To be done
Rewrite the entries below, substituting "largest inscribed circle" for every occurrence of "largest circle" and leaving everything else unchanged.

Supplied records
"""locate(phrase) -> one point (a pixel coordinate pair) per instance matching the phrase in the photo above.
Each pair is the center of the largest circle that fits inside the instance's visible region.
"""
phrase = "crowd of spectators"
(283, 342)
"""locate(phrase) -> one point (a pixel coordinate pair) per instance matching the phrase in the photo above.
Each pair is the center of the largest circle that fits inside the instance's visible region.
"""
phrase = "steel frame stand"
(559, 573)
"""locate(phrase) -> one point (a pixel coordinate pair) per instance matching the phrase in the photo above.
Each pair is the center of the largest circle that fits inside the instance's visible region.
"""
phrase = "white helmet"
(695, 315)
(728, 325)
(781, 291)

The solution
"""locate(phrase) -> one point (a pixel coordinate pair) per instance matching the phrase in the photo above.
Each pair is the center of the largest inscribed circle that fits inside the instance's visible region.
"""
phrase = "crowd of spectators"
(283, 342)
"""locate(phrase) -> one point (a pixel coordinate pair) per instance matching the phrase in the photo above.
Each pair is the center of the largest inscribed circle that fits inside the instance's visible region.
"""
phrase = "steel frame stand"
(559, 573)
"""locate(phrase) -> one point (a pixel coordinate pair) per instance matching the phrase in the photo above.
Each pair is the center of the largest inscribed circle that fits inside the instance's visible region.
"""
phrase = "white helmet"
(695, 315)
(728, 325)
(781, 291)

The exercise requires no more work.